Exercise aim: Write out every line of the material below as a JSON list of strings, one string per line, leaving out blank lines.

═══

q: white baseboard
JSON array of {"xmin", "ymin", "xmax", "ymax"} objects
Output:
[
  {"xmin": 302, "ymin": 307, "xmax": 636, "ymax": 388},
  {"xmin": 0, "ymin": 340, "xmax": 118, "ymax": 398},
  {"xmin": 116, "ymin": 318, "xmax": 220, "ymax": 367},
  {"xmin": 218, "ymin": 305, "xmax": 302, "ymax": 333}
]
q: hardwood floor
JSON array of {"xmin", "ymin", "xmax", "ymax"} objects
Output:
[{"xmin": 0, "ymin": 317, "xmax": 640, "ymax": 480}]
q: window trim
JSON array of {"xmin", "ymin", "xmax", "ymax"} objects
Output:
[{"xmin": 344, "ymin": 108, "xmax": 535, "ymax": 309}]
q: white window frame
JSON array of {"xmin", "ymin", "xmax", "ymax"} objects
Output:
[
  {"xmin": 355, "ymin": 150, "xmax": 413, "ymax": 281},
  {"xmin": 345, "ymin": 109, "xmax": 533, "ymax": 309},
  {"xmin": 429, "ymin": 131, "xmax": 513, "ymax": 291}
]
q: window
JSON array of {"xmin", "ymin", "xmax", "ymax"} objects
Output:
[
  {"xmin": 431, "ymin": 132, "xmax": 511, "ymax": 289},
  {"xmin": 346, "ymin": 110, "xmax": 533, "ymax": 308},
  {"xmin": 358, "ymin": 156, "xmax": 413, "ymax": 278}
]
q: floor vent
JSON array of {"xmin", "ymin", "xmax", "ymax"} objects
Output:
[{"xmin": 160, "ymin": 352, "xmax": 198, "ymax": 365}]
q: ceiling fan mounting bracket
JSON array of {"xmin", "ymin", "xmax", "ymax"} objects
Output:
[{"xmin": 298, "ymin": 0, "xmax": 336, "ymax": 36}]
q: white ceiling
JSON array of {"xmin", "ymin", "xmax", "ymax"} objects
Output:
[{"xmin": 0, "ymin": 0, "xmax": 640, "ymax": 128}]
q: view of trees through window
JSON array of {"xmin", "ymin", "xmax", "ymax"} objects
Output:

═══

Full output:
[
  "q: white baseboard",
  "JSON array of {\"xmin\", \"ymin\", \"xmax\", \"ymax\"} objects",
  "Output:",
  "[",
  "  {\"xmin\": 302, \"ymin\": 307, \"xmax\": 636, \"ymax\": 388},",
  "  {\"xmin\": 0, \"ymin\": 340, \"xmax\": 118, \"ymax\": 398},",
  "  {\"xmin\": 116, \"ymin\": 318, \"xmax\": 220, \"ymax\": 367},",
  "  {\"xmin\": 218, \"ymin\": 305, \"xmax\": 302, \"ymax\": 333}",
  "]",
  "q: hardwood floor",
  "JSON array of {\"xmin\", \"ymin\", \"xmax\", \"ymax\"} objects",
  "Output:",
  "[{\"xmin\": 0, \"ymin\": 317, \"xmax\": 640, \"ymax\": 480}]",
  "q: window trim",
  "JSON array of {\"xmin\", \"ymin\", \"xmax\", \"ymax\"} objects",
  "Output:",
  "[{\"xmin\": 344, \"ymin\": 108, \"xmax\": 535, \"ymax\": 309}]",
  "q: white window frame",
  "JSON array of {\"xmin\", \"ymin\", \"xmax\", \"ymax\"} objects",
  "Output:",
  "[",
  "  {\"xmin\": 355, \"ymin\": 150, \"xmax\": 413, \"ymax\": 281},",
  "  {\"xmin\": 345, \"ymin\": 109, \"xmax\": 533, \"ymax\": 309},",
  "  {\"xmin\": 429, \"ymin\": 131, \"xmax\": 513, \"ymax\": 291}",
  "]",
  "q: window",
  "JSON array of {\"xmin\", \"ymin\", \"xmax\", \"ymax\"} objects",
  "Output:",
  "[",
  "  {\"xmin\": 431, \"ymin\": 132, \"xmax\": 511, \"ymax\": 289},",
  "  {\"xmin\": 346, \"ymin\": 110, \"xmax\": 533, \"ymax\": 308},",
  "  {\"xmin\": 358, \"ymin\": 156, \"xmax\": 413, \"ymax\": 278}",
  "]",
  "q: floor vent",
  "JSON array of {\"xmin\", \"ymin\", \"xmax\", \"ymax\"} objects",
  "Output:",
  "[{\"xmin\": 160, \"ymin\": 352, \"xmax\": 198, \"ymax\": 365}]",
  "q: ceiling fan mounting bracket",
  "JSON array of {\"xmin\", \"ymin\", \"xmax\", \"ymax\"} objects",
  "Output:",
  "[{\"xmin\": 298, \"ymin\": 0, \"xmax\": 336, \"ymax\": 36}]",
  "q: white ceiling",
  "JSON array of {\"xmin\", \"ymin\", \"xmax\", \"ymax\"} objects",
  "Output:",
  "[{\"xmin\": 0, \"ymin\": 0, \"xmax\": 640, \"ymax\": 128}]",
  "q: view of trees through window",
  "JSON array of {\"xmin\", \"ymin\", \"xmax\", \"ymax\"} objects",
  "Output:"
]